> [SUPPLIED INFORMATION]:
-=-=-=-=-
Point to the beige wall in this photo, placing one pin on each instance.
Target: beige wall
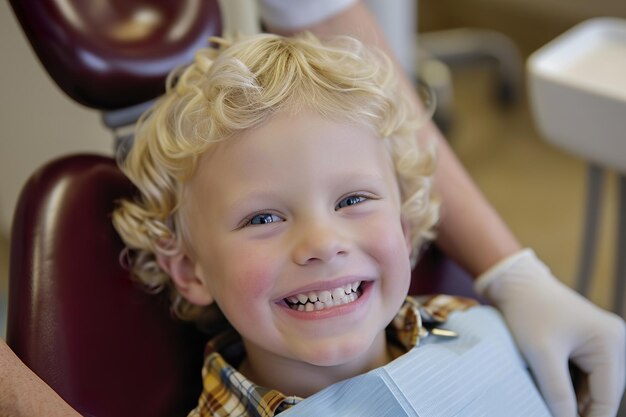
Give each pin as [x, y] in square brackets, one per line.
[37, 121]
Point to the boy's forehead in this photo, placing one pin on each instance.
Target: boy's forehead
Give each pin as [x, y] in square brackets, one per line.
[292, 142]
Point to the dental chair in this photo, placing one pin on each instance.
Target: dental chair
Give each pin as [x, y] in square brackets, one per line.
[76, 317]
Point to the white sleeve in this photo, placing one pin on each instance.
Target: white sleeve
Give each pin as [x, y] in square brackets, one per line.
[296, 14]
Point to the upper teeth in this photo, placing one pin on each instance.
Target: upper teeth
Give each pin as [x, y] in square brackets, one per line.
[317, 300]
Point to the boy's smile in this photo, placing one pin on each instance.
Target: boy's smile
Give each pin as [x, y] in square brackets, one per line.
[297, 235]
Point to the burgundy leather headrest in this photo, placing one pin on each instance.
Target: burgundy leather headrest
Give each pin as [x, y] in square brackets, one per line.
[113, 54]
[75, 316]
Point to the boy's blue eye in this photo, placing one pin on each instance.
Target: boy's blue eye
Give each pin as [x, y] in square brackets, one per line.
[350, 201]
[264, 218]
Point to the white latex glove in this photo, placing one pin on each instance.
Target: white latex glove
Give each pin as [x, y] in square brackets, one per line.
[553, 324]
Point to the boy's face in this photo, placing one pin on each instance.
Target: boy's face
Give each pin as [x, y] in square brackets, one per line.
[298, 210]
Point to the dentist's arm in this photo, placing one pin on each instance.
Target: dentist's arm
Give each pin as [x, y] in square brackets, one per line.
[24, 394]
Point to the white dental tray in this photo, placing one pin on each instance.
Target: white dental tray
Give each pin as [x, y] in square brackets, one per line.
[577, 88]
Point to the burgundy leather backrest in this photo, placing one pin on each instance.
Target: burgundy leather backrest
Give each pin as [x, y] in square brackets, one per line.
[76, 318]
[113, 54]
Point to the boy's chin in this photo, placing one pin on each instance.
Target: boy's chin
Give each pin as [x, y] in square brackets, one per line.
[355, 352]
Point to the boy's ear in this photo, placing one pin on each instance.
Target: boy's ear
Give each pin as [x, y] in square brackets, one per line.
[182, 271]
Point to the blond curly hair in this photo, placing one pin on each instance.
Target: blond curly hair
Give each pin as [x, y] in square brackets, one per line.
[237, 85]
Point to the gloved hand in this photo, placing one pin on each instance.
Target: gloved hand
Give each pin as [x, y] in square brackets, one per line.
[553, 324]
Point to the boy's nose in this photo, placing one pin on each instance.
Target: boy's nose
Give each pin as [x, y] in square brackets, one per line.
[318, 244]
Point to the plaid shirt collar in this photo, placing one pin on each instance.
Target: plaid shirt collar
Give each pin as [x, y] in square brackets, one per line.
[227, 393]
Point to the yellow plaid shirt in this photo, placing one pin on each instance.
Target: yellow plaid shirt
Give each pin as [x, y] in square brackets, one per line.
[227, 393]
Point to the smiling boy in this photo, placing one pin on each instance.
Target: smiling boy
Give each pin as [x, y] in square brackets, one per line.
[280, 180]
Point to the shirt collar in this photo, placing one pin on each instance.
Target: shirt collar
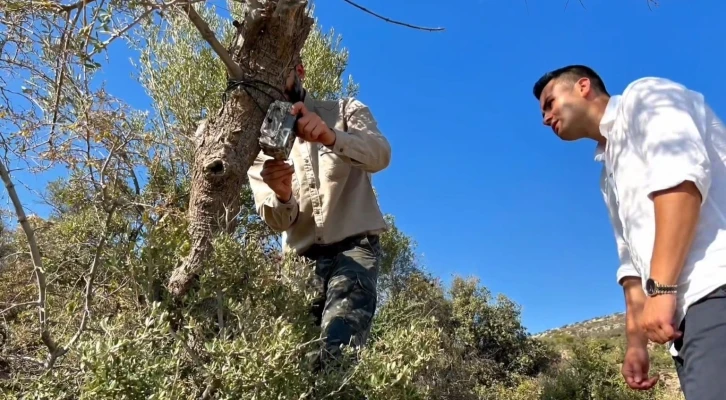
-=-=-=-=-
> [PROMPT]: Copy all of the material above word for word, leaving out the pictures.

> [SOLUTION TO THIS PROBLEM]:
Point to the beige wall in this photo, placing one pin on each instance.
Target: beige wall
Give each pin as [x, y] in square brackets, one per line.
[37, 121]
Point to the boy's forehead in this photo, placing one pin on each instance.
Target: boy's forehead
Give each pin as [x, y] in square brackets, one per line.
[292, 142]
Point to the dental chair in this photo, placing one pin on each instance.
Target: dental chair
Give each pin as [x, y] in square brackets, one per line.
[76, 317]
Point to the white sleeve in this photo, placing one pin on each instance.
Target: white sleeve
Give each pin as [x, y] in square brackets, one per line.
[296, 14]
Point to the upper teeth in this photo, placing one pin on each instance.
Target: upper teeth
Give each pin as [x, y] in square brackets, one per line.
[317, 300]
Point to the boy's smile in this photo, placing one pin on each instance.
Target: boy's smile
Give each pin as [x, y] in square brackets, one per line.
[297, 235]
Point to the burgundy leather headrest in this photo, placing one pin on each instance.
Target: burgundy leather headrest
Give each pin as [x, y] in square brackets, one per line.
[113, 54]
[75, 316]
Point to the boy's blue eye in this photo, placing one pin on each instance.
Target: boy's blue eye
Give each pin as [x, y] in square brackets, one per line.
[350, 201]
[264, 218]
Point to the white latex glove in this photo, placing one pin on each instance.
Target: white latex glove
Give each pin as [x, y] in square brackets, one per line.
[553, 324]
Point to the boy's face in this photo, placing one pin on each instance.
Target: boy's face
Give each pin as [x, y] in square brackets, one per line.
[298, 210]
Point to the dentist's arm in this photo, placing one pin on each instance.
Target: dentist's arm
Give each pin as [x, y] in square brackets, one per line.
[24, 394]
Point to the white dental tray in this photo, placing one pin on each instance.
Target: white dental tray
Give each pin as [x, y] in square brackets, one per line.
[577, 88]
Point to the burgundy leather backrest in this photo, placing one pin on each instance.
Target: burgundy leather backrest
Give each pin as [x, y] in square brackets, one per line.
[76, 318]
[113, 54]
Point to the boy's chin in this photo, placing one pin on each instance.
Target: boy's chin
Give each pin as [x, y] in square brackets, one per line.
[355, 352]
Point to the boy's ear in this photo, placing one pin on each instance.
Target: boy's ear
Give each pin as [x, y] in square brackets, one per line.
[182, 271]
Point to the blond curly hair in this photo, placing one pin on each instance.
Target: blond curly hair
Give each pin as [x, y] in square brackets, one per line.
[237, 85]
Point to the gloved hand in this photo, placing one pin on each instance.
Target: gloved hand
Give each pin as [x, y] in square brackets, one per line.
[553, 324]
Point to the boy's nose in this photo, placing one pin on each instance.
Target: boy's nose
Give each pin as [x, y] in square brackets, one per line.
[318, 244]
Point to the plaid shirt collar in this photo, placing one pin on each instance.
Target: plaid shirt collar
Give each pin as [x, y] in square brackets, one per line.
[227, 393]
Point to the yellow plaid shirt in this photo, placing one pin on each instance.
Target: yellow plaid shirt
Give each pin as [x, y] in square brackets, one per line.
[227, 393]
Point to the smiling boy in this photo, placing one pin on each instance.
Target: smiling boy
Give each pin as [x, y] in square brackets, one per line.
[280, 180]
Point to the shirt collar in this photo, placing one pin on each instance.
Target: shirt collar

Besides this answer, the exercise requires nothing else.